## Information provided
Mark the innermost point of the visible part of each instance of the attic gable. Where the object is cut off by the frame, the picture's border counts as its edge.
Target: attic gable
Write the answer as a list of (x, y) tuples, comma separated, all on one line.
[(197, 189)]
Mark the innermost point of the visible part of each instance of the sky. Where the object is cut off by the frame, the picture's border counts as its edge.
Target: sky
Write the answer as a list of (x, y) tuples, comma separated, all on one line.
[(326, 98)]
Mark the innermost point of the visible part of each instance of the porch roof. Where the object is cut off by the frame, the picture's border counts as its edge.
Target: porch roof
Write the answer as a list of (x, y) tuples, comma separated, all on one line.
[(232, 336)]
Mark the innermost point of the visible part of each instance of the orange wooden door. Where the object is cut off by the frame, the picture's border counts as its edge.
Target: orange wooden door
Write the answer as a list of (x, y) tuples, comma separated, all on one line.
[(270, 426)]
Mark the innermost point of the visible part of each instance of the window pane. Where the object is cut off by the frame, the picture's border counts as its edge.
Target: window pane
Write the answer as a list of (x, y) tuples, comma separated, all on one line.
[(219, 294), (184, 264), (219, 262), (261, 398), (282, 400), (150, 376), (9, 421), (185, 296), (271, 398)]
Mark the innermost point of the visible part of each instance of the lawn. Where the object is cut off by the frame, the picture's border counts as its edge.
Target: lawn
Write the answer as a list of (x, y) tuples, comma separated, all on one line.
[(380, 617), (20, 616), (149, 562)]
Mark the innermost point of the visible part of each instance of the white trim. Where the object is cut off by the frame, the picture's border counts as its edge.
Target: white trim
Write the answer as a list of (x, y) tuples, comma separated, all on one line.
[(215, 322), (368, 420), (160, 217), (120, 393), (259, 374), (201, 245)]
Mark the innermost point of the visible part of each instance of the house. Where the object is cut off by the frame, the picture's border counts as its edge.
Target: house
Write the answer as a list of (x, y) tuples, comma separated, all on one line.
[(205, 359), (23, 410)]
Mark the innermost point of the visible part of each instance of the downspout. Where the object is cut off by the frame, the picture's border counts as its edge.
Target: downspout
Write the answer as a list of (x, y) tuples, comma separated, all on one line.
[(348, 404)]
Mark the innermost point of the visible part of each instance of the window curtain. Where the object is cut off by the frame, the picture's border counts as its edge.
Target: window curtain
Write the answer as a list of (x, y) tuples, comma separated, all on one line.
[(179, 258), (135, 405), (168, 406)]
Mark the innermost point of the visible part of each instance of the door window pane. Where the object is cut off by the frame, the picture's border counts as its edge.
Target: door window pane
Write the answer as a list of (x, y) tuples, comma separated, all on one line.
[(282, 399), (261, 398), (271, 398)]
--
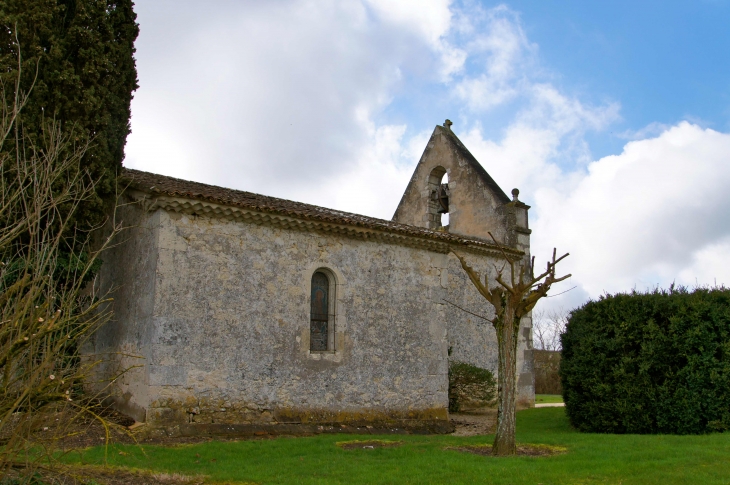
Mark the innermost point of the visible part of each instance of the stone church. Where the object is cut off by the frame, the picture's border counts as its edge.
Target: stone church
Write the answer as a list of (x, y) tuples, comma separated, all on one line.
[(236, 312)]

## Work to complete
Could you rename "house" to "building" in the records, starting at the line that has "of the house." and stopping after the line that has "[(205, 359), (23, 410)]", and give back only those lines with nothing else changed?

## Answer to this exercise
Mark the innermost point of the visible part of each instance of the building. Where the object is cut off by the frame, the picture's border counts as its edge.
Target: building
Write the answer as a list of (x, y) tuples, comma separated, all on one line.
[(205, 359), (23, 410)]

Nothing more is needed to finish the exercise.